- _Records to use_
::::::::
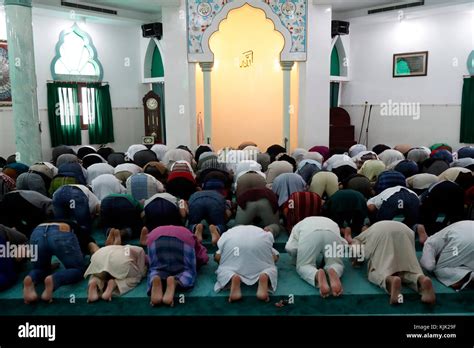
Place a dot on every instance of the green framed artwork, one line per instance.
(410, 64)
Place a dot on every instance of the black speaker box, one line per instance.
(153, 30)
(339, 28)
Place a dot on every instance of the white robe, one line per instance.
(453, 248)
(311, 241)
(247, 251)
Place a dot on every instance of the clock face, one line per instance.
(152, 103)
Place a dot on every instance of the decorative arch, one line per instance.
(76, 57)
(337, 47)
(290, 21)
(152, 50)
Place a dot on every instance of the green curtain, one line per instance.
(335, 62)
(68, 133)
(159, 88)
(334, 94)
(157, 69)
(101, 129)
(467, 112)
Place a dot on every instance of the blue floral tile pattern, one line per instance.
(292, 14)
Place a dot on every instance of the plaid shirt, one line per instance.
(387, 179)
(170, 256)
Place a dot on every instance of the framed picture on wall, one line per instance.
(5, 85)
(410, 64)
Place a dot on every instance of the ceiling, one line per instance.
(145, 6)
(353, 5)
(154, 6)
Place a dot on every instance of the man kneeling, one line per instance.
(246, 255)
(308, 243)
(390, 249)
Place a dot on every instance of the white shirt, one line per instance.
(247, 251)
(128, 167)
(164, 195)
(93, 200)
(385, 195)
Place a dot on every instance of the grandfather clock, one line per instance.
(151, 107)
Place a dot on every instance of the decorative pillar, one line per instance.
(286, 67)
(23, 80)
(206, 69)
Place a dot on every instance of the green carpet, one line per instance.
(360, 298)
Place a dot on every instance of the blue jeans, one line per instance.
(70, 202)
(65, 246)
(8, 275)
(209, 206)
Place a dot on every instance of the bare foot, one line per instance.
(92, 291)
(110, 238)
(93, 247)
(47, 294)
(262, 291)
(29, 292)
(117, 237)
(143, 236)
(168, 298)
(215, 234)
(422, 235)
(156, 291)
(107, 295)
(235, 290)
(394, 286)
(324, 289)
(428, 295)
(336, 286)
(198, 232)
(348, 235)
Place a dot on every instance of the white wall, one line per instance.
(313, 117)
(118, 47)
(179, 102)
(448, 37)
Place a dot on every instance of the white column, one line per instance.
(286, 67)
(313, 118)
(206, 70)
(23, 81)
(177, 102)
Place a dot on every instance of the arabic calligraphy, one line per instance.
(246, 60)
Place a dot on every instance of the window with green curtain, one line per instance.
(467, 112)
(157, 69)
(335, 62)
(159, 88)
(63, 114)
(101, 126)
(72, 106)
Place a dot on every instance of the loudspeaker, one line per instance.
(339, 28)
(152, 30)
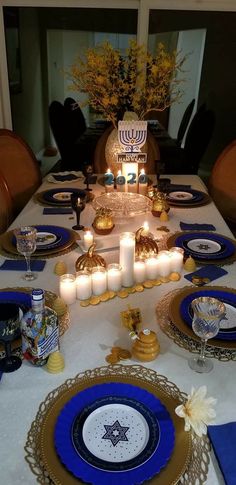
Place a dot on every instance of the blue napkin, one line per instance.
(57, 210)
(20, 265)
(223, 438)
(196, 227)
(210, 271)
::::::::
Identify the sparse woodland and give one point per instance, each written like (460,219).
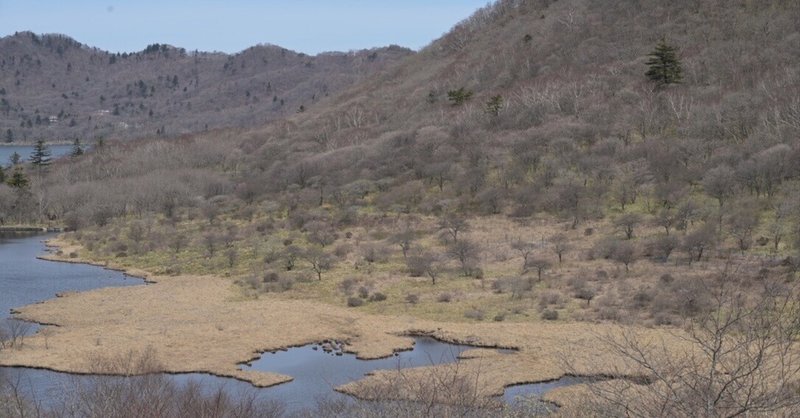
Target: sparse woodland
::::::::
- _Exercise brief_
Look through the listing and extract every line with "woodland" in it.

- _Result for this exercise_
Identify the sparse woodland and give one point per instance, each written like (460,219).
Target: sparse woodland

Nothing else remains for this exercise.